A central critique of this legislation is that it does not address the need to prevent the recurrence of primary sexual violations by incarcerated sex offenders upon their release. Without specific legislation, supervision and monitoring of sex offenders is diluted and they are managed only as part of the general criminal population. While the merits of a national sex offender register can be debated, it cannot be (along with imprisonment) the primary form of intervention in the management and treatment of sex offenders.

Similarly, the National Policy Framework for the Act has two primary aims: first, to collectively guide government departments and other roleplayers in the coordinated implementation, enforcement and administration of the Act; and second, to enhance efficient service delivery for victims.  As important as this latter aim is the protection of victims cannot be addressed in isolation of treatment services to offenders. A key conclusion from my study of sex offenders is that a focus on services to sex offenders will contribute to the safety of women and children.

Methods used

The study involved 24 focus group discussions and 15 individual interviews over a period of six months. These included 72 diverse incarcerated male sex offenders in three South African prisons in the age group 15-70. The participants comprised all race groups (black, coloured, Indian and white), and were from a range of religions (Christian, Muslim and Hindu) and cultures (Xhosa, Zulu, Pedi and Venda).

I also spent time inside the prisons and spoke with social workers about current treatment programmes. The study also included an analysis of current policies. 

The reality on the ground

In visiting the prisons across the provinces it was clear that treatment approaches differed from prison to prison, and were ad hoc and fragmented. There was no clear vision or strategic plan for the management and treatment of sex offenders, and hence each province was left to implement its own treatment programmes (or not), depending on the availability of personnel, skills and programme guidelines. Both policies and legislation pertaining to sex offenders were limited in both content and direction.

As a result it seemed that criminal justice personnel responsible for its implementation were uncertain and restricted in what could be done. There was a lack of personnel to attend to sex offenders within the social work and psychology units.  An example was provided by a group of young sex offenders who assumed that I was a social worker when they met me for my research. Many within this group of sex offenders had been in prison for five years, and during all this time never had contact with a case worker.

Research demonstrates that sex offenders only realise and understand their behaviour as harmful through cognitive behavioural group therapy by skilled clinicians. 

Another example of the lack of personnel was that in one province, there was only one psychologist appointed to service all offenders.  This was confirmed by social workers who described the limited resources available to monitor and intervene through treatment. 

The lack of resources and limited policy interventions provides a fertile ground for sex offenders to reoffend. There is an urgent need for the state to acknowledge that the absence of treatment programmes for sex offenders will result in more danger for communities, and particularly for women and children.

Conclusion

Treatment programmes for sex offenders have to form a central component in the management of sexual offences. In light of our constitution and our focus on restorative justice as an ethical approach to punishment and discipline, we have to examine restorative justice approaches in the management of sex offenders.

Treatment programmes afford us the opportunity to do this. Through treatment programmes, society provides sex offenders opportunities to come to terms with their own behaviour, and to take responsibility for their own actions. It also allows an opportunity for case workers to learn from sex offenders about their motivations and modus operandi in committing these acts of violence. Failure to do this results in government relinquishing its responsibility to hold sex offenders accountable.

Author: Dr Benita Moolman, research specialist and post-doctoral fellow, Human and Social Development research programme, HSRC.

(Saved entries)
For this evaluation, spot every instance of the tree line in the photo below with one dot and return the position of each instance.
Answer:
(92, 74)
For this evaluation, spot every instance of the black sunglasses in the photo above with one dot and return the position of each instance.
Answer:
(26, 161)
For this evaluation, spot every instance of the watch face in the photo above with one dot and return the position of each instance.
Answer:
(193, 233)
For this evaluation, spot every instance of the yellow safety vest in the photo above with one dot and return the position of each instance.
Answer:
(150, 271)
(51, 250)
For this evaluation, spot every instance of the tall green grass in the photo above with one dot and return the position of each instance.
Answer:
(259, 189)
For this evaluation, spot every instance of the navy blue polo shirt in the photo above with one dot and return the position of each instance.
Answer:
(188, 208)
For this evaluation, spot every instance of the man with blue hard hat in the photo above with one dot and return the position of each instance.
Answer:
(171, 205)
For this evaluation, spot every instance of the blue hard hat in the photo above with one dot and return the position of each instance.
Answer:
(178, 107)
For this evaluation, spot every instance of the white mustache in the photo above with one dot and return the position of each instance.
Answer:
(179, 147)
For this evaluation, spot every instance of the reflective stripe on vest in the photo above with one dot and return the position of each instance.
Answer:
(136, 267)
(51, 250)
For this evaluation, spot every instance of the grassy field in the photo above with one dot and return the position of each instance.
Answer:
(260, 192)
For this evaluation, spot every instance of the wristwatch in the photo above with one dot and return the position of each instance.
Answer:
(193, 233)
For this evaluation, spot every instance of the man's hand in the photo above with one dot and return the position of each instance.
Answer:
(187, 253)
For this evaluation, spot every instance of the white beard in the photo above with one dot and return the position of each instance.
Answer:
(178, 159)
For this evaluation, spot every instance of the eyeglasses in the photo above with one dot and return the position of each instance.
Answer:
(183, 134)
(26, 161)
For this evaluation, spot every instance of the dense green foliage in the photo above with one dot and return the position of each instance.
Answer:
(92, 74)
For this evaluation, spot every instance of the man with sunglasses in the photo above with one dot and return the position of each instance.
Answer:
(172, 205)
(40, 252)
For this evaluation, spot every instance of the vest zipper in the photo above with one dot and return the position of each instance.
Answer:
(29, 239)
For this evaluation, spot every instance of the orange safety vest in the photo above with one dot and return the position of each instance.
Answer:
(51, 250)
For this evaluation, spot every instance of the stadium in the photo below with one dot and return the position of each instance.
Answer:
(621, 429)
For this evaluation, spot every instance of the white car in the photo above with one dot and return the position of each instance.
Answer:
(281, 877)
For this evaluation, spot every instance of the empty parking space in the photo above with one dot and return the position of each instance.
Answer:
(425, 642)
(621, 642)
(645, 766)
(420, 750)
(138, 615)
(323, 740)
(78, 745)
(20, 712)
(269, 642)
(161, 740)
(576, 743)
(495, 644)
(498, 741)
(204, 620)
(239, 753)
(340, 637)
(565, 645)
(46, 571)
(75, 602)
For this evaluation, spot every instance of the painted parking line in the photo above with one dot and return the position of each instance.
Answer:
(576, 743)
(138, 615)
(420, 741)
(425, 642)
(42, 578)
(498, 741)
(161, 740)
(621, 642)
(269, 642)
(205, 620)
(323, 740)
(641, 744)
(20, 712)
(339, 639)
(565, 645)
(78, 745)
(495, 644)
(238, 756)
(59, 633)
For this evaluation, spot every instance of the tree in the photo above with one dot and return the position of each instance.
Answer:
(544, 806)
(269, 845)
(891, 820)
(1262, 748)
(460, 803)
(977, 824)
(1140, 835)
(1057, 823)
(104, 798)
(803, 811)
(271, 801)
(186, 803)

→ **INSTRUCTIONS**:
• 1. Answer these questions using the article on treating sex offenders:
(a) How many focus group discussions did the study involve?
(b) In one province, how many psychologists were appointed to service all offenders?
(c) How long had many in the group of young sex offenders been in prison?
• 2. Does each statement agree with the article on treating sex offenders? Answer yes or no, and quote the words that decide it.
(a) The study included female sex offenders.
(b) Treatment approaches were the same in every prison visited.
(c) The study included an analysis of current policies.
• 3. Write out everything in the article on treating sex offenders from "Another example of" down to "for women and children.", substituting "counselor" for "psychologist".
The saved entries have nothing to do with the article on treating sex offenders.

→ **ANSWERS BELOW**:
• 1.
(a) 24
(b) One
(c) Five years

• 2.
(a) No: "These included 72 diverse incarcerated male sex offenders in three South African prisons in the age group 15-70."
(b) No: "treatment approaches differed from prison to prison, and were ad hoc and fragmented"
(c) Yes: "The study also included an analysis of current policies."

• 3.
Another example of the lack of personnel was that in one province, there was only one counselor appointed to service all offenders.  This was confirmed by social workers who described the limited resources available to monitor and intervene through treatment. 

The lack of resources and limited policy interventions provides a fertile ground for sex offenders to reoffend. There is an urgent need for the state to acknowledge that the absence of treatment programmes for sex offenders will result in more danger for communities, and particularly for women and children.